## [About this exercise]
Make an exact transcription of the data below.

Segment Start: Data for analysis

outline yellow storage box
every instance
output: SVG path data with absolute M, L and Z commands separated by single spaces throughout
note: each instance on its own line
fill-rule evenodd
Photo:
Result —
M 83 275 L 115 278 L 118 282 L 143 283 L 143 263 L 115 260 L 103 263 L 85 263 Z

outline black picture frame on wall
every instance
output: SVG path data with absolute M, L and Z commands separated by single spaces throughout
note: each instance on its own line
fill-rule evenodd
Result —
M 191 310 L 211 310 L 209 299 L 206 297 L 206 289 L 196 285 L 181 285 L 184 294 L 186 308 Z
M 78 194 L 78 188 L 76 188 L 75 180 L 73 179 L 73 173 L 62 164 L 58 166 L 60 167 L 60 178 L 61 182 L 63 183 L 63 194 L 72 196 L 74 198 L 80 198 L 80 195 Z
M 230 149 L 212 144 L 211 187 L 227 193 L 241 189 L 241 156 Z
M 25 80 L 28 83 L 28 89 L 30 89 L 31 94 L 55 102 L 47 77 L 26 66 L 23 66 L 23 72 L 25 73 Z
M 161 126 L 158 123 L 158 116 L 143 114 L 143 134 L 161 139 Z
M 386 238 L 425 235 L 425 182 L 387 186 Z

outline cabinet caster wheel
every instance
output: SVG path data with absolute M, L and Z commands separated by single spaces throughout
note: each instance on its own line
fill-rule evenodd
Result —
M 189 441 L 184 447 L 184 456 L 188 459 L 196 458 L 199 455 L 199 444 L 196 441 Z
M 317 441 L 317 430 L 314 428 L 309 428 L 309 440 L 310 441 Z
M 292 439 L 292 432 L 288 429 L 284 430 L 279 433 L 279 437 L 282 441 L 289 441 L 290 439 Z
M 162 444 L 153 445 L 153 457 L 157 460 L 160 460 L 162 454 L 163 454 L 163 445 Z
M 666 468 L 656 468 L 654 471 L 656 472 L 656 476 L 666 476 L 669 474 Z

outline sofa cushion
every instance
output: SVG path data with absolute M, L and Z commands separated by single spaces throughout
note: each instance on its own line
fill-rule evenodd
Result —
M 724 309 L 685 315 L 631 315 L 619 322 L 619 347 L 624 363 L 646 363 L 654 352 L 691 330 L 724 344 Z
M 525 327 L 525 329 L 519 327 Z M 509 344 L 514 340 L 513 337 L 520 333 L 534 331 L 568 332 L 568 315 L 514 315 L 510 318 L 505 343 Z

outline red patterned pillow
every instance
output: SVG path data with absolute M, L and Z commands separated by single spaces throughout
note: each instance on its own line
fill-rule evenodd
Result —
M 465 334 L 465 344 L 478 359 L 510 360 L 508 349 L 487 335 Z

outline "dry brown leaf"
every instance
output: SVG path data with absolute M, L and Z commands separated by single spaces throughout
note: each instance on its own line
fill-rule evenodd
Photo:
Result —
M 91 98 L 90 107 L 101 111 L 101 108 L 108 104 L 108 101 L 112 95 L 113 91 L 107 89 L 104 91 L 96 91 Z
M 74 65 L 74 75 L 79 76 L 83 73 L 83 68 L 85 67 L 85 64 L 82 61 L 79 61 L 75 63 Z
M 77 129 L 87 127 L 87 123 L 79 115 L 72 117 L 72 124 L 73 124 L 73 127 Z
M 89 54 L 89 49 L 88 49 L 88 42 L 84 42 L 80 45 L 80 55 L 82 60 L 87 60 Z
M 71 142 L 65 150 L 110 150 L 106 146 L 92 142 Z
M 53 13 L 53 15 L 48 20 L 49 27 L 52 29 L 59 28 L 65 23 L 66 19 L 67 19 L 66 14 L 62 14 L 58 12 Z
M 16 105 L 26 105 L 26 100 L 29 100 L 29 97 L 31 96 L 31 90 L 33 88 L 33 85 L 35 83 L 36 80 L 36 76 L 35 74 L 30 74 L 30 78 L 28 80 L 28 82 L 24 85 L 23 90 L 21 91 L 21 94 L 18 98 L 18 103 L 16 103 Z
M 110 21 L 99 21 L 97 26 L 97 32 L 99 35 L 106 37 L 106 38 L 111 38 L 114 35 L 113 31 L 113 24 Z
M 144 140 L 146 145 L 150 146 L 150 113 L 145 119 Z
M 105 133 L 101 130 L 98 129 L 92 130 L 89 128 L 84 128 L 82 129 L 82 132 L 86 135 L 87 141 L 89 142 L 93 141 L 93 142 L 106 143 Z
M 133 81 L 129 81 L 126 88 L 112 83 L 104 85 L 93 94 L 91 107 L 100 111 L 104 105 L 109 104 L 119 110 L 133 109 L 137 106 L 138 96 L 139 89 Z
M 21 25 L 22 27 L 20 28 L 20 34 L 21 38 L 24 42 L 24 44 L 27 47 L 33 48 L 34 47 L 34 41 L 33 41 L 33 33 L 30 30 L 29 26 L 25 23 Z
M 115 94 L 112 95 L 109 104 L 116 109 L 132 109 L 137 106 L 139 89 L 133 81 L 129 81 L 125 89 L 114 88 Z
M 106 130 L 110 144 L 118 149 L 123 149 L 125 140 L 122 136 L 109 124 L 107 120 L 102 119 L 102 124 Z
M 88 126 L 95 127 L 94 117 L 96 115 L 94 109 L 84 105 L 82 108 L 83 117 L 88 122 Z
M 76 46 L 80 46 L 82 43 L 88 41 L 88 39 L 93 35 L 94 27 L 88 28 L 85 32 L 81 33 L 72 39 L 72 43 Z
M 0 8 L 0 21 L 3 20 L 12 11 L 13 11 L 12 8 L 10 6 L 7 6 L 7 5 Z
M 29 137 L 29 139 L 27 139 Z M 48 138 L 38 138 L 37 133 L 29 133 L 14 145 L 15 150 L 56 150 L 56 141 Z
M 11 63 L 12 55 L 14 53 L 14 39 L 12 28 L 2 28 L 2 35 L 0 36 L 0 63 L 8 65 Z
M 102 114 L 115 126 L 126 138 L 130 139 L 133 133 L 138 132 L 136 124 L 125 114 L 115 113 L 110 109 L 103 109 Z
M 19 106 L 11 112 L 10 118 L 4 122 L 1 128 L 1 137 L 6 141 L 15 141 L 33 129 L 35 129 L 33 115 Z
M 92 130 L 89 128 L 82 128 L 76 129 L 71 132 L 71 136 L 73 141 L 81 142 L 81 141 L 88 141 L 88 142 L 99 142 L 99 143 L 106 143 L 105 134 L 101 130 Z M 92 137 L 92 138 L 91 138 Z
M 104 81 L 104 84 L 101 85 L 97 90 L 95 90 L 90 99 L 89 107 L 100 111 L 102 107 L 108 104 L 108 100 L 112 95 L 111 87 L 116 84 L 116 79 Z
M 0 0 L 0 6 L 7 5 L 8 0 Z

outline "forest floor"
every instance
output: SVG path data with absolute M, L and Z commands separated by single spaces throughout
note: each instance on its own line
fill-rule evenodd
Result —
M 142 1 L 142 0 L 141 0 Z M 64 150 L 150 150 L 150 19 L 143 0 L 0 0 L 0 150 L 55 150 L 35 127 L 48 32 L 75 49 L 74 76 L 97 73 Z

Segment End: Data for analysis

## [Response to this task]
outline yellow storage box
every instance
output: SVG path data with absolute M, L and Z commands separated by single spaces throughout
note: each instance on its own line
fill-rule evenodd
Photo:
Result —
M 83 275 L 115 278 L 118 282 L 143 283 L 143 263 L 115 260 L 103 263 L 85 263 Z

outline black picture frame on wall
every instance
output: SVG path data with absolute M, L and Z commands separated by single spaces throughout
note: each instance on its own line
fill-rule evenodd
Result —
M 191 310 L 211 310 L 209 299 L 206 297 L 206 289 L 196 285 L 181 285 L 184 294 L 186 308 Z
M 78 194 L 78 188 L 76 188 L 75 180 L 73 179 L 73 173 L 62 164 L 58 166 L 60 167 L 60 178 L 61 182 L 63 183 L 63 194 L 72 196 L 74 198 L 80 198 L 80 195 Z
M 230 149 L 212 144 L 211 187 L 227 193 L 241 189 L 241 156 Z
M 25 80 L 28 83 L 28 89 L 30 89 L 31 94 L 55 102 L 47 77 L 26 66 L 23 66 L 23 72 L 25 73 Z
M 161 126 L 158 123 L 158 116 L 143 114 L 143 134 L 161 139 Z
M 386 238 L 425 235 L 425 182 L 387 186 Z

outline cabinet caster wheel
every instance
output: SVG path data with absolute M, L and Z commands separated by single spaces throughout
note: each instance on its own line
fill-rule evenodd
Result —
M 189 441 L 184 447 L 184 456 L 188 459 L 196 458 L 199 455 L 199 444 L 196 441 Z
M 317 441 L 317 430 L 314 428 L 309 428 L 309 440 L 310 441 Z
M 292 439 L 292 432 L 288 429 L 284 430 L 279 433 L 279 437 L 282 441 L 289 441 L 290 439 Z
M 162 444 L 153 445 L 153 457 L 157 460 L 160 460 L 162 454 L 163 454 L 163 445 Z
M 666 468 L 656 468 L 654 471 L 656 472 L 656 476 L 666 476 L 669 474 Z

outline sofa cushion
every instance
output: SVG path data with absolute M, L and Z commands separated by single spaces throughout
note: each instance on its own line
fill-rule evenodd
Result —
M 724 309 L 685 315 L 631 315 L 619 322 L 619 347 L 624 363 L 646 363 L 654 352 L 691 330 L 724 344 Z
M 525 327 L 525 329 L 519 327 Z M 509 344 L 514 340 L 513 337 L 520 333 L 534 331 L 568 332 L 568 315 L 514 315 L 510 318 L 505 343 Z

outline red patterned pillow
every instance
output: SVG path data with absolute M, L and Z commands separated by single spaces throughout
note: each instance on its own line
fill-rule evenodd
Result —
M 465 334 L 465 344 L 478 359 L 510 360 L 508 349 L 487 335 Z

outline "dry brown leaf"
every instance
output: SVG path data with absolute M, L and Z commands separated by single spaces throughout
note: each instance on its own line
fill-rule evenodd
Photo:
Result —
M 91 98 L 90 107 L 101 111 L 101 108 L 108 104 L 108 101 L 112 95 L 113 91 L 107 89 L 104 91 L 96 91 Z
M 74 65 L 74 75 L 79 76 L 83 73 L 83 68 L 85 67 L 85 64 L 82 61 L 79 61 L 75 63 Z
M 77 129 L 87 127 L 87 123 L 79 115 L 72 117 L 72 124 L 73 124 L 73 127 Z
M 89 54 L 89 49 L 88 49 L 88 42 L 84 42 L 80 45 L 80 55 L 82 60 L 87 60 Z
M 71 142 L 65 150 L 110 150 L 106 146 L 92 142 Z
M 53 13 L 53 15 L 48 20 L 49 27 L 52 29 L 59 28 L 65 23 L 66 19 L 67 19 L 66 14 L 62 14 L 58 12 Z
M 16 105 L 26 105 L 26 100 L 29 100 L 29 97 L 31 96 L 31 90 L 33 88 L 33 85 L 35 83 L 36 80 L 36 76 L 35 74 L 30 74 L 30 78 L 28 80 L 28 82 L 24 85 L 23 90 L 21 91 L 21 94 L 18 98 L 18 103 L 16 103 Z
M 110 21 L 99 21 L 97 26 L 97 32 L 99 35 L 106 37 L 106 38 L 111 38 L 114 35 L 113 31 L 113 24 Z
M 144 140 L 146 145 L 150 146 L 150 113 L 145 119 Z
M 105 133 L 101 130 L 98 129 L 92 130 L 89 128 L 84 128 L 82 129 L 82 132 L 86 135 L 87 141 L 89 142 L 93 141 L 93 142 L 106 143 Z
M 133 81 L 129 81 L 126 88 L 112 83 L 104 85 L 93 94 L 91 107 L 100 111 L 104 105 L 109 104 L 119 110 L 133 109 L 137 106 L 138 96 L 139 89 Z
M 21 25 L 22 27 L 20 28 L 20 34 L 21 38 L 24 42 L 24 44 L 27 47 L 33 48 L 34 47 L 34 41 L 33 41 L 33 33 L 30 30 L 29 26 L 25 23 Z
M 115 94 L 112 95 L 109 104 L 116 109 L 132 109 L 137 106 L 139 89 L 133 81 L 129 81 L 125 89 L 114 88 Z
M 106 130 L 110 144 L 118 149 L 123 149 L 125 140 L 122 136 L 109 124 L 107 120 L 102 119 L 102 124 Z
M 88 126 L 95 127 L 94 117 L 96 115 L 94 109 L 84 105 L 82 108 L 83 117 L 88 122 Z
M 76 46 L 80 46 L 82 43 L 88 41 L 88 39 L 93 35 L 94 27 L 88 28 L 85 32 L 81 33 L 72 39 L 72 43 Z
M 0 8 L 0 21 L 3 20 L 12 11 L 13 11 L 12 8 L 10 6 L 7 6 L 7 5 Z
M 29 137 L 29 139 L 27 139 Z M 48 138 L 38 138 L 37 133 L 29 133 L 14 145 L 15 150 L 56 150 L 56 141 Z
M 11 63 L 12 55 L 14 53 L 14 39 L 12 28 L 2 28 L 2 35 L 0 36 L 0 63 L 8 65 Z
M 102 114 L 115 126 L 126 138 L 130 139 L 133 133 L 138 132 L 136 124 L 125 114 L 115 113 L 110 109 L 103 109 Z
M 19 106 L 11 112 L 10 118 L 4 122 L 1 128 L 1 137 L 6 141 L 15 141 L 33 129 L 35 129 L 33 115 Z
M 92 130 L 89 128 L 82 128 L 76 129 L 71 132 L 71 136 L 73 141 L 81 142 L 81 141 L 88 141 L 88 142 L 99 142 L 99 143 L 106 143 L 105 134 L 101 130 Z M 92 137 L 92 138 L 91 138 Z
M 104 81 L 104 84 L 101 85 L 97 90 L 95 90 L 90 99 L 89 107 L 100 111 L 102 107 L 108 104 L 108 100 L 112 95 L 111 87 L 116 84 L 116 79 Z
M 0 0 L 0 6 L 7 5 L 8 0 Z

outline "forest floor"
every instance
output: SVG path data with absolute M, L and Z commands separated by single spaces throughout
note: each instance on its own line
fill-rule evenodd
Result —
M 142 1 L 142 0 L 141 0 Z M 64 150 L 150 150 L 150 19 L 143 0 L 0 0 L 0 150 L 55 150 L 35 127 L 48 32 L 75 49 L 74 76 L 97 73 Z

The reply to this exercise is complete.